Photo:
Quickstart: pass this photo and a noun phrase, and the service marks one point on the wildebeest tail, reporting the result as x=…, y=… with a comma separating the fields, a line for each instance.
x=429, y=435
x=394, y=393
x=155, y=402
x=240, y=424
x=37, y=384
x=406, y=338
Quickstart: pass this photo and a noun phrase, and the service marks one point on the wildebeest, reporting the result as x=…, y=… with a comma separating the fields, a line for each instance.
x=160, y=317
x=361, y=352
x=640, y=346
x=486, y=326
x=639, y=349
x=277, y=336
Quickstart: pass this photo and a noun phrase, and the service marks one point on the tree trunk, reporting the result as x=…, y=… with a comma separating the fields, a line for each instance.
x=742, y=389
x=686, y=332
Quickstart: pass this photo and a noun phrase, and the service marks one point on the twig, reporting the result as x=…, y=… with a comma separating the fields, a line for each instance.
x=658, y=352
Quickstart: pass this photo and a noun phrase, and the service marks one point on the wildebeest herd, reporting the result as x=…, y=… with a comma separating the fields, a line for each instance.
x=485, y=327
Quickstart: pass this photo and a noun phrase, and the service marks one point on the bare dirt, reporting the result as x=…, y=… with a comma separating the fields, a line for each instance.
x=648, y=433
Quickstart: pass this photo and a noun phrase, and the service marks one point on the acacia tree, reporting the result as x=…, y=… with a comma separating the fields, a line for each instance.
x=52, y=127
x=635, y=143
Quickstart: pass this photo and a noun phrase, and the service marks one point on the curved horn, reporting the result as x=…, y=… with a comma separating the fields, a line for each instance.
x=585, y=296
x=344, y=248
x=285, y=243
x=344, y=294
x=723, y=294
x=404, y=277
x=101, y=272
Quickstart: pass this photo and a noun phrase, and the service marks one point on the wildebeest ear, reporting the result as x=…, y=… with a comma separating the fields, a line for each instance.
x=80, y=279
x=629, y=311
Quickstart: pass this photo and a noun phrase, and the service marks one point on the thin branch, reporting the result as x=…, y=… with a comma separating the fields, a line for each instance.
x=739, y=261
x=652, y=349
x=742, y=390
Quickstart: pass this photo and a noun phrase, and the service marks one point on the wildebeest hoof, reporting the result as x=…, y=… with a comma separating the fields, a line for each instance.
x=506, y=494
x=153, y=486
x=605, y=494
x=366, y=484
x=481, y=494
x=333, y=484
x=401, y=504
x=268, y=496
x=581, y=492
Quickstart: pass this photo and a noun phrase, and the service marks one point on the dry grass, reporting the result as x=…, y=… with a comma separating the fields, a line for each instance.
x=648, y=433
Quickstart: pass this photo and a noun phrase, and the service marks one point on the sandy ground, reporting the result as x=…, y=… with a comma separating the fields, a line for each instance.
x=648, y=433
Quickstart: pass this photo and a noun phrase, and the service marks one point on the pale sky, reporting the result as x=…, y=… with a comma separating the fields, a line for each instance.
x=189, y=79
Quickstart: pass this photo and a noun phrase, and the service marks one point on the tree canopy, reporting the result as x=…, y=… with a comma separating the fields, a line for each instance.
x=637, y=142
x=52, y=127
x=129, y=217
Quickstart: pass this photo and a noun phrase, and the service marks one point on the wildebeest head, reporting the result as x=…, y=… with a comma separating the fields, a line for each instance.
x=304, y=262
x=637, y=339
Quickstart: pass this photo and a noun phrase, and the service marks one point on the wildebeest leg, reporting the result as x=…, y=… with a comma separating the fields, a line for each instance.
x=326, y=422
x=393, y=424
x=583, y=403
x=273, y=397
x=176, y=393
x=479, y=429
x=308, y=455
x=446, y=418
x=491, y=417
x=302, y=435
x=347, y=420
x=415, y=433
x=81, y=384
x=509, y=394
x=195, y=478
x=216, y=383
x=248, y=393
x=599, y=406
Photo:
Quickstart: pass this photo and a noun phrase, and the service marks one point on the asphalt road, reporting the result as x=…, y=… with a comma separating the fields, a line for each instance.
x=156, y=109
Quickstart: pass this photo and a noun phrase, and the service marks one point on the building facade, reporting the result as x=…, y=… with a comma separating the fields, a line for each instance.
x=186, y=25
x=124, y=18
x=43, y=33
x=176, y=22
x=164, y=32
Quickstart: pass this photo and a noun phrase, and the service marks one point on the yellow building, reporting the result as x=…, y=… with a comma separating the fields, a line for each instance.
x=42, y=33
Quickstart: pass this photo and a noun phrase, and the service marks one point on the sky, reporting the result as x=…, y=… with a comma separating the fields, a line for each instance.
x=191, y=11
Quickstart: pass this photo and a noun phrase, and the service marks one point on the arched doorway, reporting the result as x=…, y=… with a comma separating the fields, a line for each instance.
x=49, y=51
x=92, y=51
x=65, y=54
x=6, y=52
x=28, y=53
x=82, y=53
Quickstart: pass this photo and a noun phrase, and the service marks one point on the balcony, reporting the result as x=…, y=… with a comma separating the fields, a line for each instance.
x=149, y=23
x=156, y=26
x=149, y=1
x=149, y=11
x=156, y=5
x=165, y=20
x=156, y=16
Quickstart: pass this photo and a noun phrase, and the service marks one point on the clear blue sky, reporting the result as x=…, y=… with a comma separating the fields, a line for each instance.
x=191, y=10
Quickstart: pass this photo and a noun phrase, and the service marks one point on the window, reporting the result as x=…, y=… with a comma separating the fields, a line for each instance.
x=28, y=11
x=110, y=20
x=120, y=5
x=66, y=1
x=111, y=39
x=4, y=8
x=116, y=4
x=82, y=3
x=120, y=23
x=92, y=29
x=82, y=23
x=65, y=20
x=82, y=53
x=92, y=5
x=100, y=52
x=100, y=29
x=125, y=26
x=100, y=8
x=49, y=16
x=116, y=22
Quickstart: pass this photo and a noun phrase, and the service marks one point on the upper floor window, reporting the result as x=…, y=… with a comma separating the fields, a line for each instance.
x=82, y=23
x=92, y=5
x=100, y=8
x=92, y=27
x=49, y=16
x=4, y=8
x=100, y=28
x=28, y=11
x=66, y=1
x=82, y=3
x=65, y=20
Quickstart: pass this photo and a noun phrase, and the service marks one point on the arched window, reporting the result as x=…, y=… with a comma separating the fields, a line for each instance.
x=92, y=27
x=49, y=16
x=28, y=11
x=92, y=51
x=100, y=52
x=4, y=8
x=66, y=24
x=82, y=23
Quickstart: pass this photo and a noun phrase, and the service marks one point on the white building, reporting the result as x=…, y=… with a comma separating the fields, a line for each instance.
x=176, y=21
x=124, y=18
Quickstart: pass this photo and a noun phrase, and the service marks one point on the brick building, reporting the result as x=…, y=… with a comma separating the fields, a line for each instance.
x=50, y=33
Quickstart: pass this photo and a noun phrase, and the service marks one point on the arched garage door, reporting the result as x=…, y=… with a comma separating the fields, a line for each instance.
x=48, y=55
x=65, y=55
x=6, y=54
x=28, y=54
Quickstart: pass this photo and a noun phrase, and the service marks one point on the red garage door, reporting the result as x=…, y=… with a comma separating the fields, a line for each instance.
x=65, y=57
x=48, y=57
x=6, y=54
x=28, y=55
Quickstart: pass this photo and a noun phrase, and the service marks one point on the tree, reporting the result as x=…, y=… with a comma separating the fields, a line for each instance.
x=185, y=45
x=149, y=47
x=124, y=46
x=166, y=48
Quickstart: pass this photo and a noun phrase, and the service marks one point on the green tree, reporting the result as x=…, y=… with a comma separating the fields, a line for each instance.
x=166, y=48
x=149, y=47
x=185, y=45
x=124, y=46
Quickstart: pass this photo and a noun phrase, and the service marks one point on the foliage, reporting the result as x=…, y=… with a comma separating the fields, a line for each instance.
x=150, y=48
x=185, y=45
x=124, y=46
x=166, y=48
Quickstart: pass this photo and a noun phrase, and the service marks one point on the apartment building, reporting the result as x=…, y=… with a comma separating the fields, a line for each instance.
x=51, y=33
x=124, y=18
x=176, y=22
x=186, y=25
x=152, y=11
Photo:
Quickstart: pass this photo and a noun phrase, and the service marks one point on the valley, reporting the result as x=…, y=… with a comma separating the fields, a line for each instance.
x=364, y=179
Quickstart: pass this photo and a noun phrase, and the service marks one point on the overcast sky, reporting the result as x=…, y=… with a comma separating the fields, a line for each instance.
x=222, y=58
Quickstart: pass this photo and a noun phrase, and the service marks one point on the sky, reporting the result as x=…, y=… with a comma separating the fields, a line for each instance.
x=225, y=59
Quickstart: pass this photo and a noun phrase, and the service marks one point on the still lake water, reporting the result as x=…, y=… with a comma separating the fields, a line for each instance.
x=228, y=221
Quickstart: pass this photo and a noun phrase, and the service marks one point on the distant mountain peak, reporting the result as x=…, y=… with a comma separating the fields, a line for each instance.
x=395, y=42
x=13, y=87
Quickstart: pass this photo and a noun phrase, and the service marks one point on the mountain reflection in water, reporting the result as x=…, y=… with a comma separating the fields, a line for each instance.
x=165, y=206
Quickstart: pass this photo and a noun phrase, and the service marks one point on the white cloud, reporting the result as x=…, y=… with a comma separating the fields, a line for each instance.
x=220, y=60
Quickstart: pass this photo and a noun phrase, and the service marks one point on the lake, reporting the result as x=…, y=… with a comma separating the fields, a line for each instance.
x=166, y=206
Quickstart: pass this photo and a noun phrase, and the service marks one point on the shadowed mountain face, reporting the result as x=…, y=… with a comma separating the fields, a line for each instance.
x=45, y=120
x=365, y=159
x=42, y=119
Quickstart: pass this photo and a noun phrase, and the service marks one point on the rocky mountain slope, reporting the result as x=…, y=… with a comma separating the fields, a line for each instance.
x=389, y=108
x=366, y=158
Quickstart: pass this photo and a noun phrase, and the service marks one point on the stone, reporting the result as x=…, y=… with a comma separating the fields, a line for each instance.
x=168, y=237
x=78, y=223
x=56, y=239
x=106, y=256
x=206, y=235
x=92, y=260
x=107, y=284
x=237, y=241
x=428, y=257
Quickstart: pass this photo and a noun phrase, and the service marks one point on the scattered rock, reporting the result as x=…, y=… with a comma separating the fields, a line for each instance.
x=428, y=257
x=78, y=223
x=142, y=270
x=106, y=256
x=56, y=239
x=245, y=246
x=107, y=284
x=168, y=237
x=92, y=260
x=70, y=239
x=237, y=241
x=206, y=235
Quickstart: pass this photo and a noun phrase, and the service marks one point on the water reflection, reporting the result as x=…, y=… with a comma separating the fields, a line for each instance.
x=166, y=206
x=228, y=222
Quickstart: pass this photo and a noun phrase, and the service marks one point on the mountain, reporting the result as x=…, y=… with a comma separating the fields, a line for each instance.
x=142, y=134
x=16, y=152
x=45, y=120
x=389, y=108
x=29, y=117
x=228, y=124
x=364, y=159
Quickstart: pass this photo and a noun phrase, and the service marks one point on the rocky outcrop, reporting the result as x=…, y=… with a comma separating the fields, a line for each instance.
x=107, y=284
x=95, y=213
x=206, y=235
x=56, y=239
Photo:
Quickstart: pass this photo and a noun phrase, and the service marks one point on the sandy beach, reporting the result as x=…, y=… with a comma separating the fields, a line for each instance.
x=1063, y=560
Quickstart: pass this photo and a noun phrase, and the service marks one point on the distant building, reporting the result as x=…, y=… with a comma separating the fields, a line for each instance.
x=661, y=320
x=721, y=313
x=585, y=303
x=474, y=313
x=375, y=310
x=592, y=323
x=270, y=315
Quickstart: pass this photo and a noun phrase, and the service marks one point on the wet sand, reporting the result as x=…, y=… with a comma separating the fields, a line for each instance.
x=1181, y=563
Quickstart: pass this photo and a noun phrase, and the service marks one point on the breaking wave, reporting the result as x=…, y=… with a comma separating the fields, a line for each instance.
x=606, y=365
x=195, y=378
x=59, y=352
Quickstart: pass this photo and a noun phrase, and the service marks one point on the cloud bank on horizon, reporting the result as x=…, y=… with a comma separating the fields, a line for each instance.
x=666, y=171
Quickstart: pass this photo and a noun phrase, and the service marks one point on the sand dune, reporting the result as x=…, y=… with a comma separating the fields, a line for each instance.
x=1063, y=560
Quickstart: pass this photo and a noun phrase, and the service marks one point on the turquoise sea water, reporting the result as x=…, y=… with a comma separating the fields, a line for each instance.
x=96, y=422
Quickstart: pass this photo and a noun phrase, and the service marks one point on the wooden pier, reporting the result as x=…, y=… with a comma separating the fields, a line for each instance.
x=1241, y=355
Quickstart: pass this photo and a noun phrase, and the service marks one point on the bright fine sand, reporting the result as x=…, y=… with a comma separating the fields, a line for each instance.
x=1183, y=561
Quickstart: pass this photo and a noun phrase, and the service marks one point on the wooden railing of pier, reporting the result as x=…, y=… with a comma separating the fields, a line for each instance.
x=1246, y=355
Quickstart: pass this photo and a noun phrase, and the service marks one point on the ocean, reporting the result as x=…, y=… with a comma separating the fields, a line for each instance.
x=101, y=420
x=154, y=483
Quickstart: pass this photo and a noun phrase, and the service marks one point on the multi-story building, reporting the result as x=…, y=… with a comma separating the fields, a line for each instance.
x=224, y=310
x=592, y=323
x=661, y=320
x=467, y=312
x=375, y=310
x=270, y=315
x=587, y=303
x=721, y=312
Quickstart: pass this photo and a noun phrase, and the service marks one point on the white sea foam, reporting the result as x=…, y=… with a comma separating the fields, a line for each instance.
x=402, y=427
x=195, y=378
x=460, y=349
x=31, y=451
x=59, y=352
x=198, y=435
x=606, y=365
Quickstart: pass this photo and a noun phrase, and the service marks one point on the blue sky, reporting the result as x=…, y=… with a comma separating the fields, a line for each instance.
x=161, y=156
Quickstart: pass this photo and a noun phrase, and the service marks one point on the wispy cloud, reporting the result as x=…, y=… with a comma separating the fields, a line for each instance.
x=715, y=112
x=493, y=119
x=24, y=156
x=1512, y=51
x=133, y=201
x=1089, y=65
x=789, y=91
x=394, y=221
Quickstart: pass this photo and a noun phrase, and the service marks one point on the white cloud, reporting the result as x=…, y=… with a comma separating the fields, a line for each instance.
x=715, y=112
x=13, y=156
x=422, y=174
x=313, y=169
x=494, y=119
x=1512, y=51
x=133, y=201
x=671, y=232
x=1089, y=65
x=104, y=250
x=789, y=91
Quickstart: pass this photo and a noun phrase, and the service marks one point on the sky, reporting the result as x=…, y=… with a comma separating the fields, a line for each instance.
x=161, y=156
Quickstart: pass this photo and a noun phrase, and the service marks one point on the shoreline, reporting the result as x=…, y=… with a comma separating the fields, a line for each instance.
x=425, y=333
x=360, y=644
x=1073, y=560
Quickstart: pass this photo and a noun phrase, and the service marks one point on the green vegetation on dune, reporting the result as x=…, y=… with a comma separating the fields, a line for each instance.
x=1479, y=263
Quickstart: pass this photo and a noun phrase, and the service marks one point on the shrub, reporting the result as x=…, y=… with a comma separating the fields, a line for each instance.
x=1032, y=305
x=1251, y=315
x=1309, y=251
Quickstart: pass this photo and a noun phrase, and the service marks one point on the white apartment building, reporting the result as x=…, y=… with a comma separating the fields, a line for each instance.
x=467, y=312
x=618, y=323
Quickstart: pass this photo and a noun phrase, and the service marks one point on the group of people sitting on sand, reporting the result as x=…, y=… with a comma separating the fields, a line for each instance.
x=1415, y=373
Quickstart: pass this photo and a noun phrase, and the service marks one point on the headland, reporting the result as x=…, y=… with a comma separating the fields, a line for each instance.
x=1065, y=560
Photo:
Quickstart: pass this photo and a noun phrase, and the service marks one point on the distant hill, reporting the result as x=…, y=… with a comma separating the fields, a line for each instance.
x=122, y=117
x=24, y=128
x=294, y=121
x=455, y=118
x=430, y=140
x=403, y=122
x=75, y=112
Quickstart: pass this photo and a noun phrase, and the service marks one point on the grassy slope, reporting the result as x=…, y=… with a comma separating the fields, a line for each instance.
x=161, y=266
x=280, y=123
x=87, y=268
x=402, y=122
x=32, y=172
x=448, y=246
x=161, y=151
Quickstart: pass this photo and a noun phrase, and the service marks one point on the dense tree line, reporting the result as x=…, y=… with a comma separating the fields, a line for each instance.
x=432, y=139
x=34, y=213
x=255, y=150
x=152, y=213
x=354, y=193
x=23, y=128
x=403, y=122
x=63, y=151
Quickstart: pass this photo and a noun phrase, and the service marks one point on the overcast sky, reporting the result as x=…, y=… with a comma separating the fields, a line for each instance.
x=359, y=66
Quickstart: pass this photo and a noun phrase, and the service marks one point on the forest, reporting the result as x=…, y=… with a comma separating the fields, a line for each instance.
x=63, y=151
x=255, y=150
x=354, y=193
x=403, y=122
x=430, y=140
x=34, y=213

• [ABOUT THIS TASK] Your answer must be the line holding "the forest, reporting" and every later line of the entries above, written out exactly, and nothing else.

• [EXERCISE RESULT]
Quickstart: pass this photo and a noun phrase, and the service marks one point on the forest, reporting the result as x=…, y=… with a comma separating the fields, a line for each instance.
x=63, y=151
x=255, y=150
x=354, y=193
x=403, y=122
x=430, y=140
x=34, y=213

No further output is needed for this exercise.